## REQUIRED TASK:
Please pull out every line in the rows below that contains the string "gradient", copying each one in full.

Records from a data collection
-=-=-=-=-
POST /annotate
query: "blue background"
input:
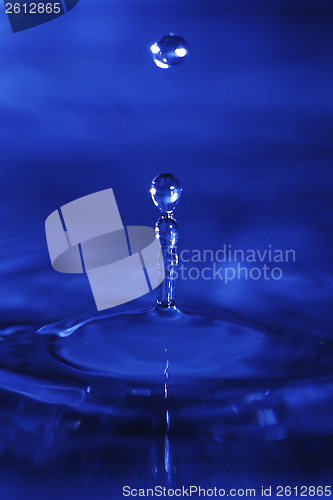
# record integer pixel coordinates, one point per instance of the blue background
(246, 124)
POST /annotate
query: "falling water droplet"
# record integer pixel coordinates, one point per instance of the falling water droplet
(165, 191)
(170, 51)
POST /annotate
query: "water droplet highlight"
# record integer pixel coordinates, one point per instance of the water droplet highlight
(170, 51)
(165, 191)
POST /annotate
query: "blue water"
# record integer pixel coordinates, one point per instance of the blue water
(235, 390)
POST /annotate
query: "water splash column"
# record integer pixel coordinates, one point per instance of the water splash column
(166, 190)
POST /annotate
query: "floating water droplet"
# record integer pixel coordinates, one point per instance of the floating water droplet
(165, 191)
(170, 51)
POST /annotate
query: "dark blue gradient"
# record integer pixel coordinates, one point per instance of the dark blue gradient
(246, 124)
-=-=-=-=-
## EXPECTED ANSWER:
query: "dark blue gradient"
# record integer pixel coordinates, one point per instance of the dark blue gradient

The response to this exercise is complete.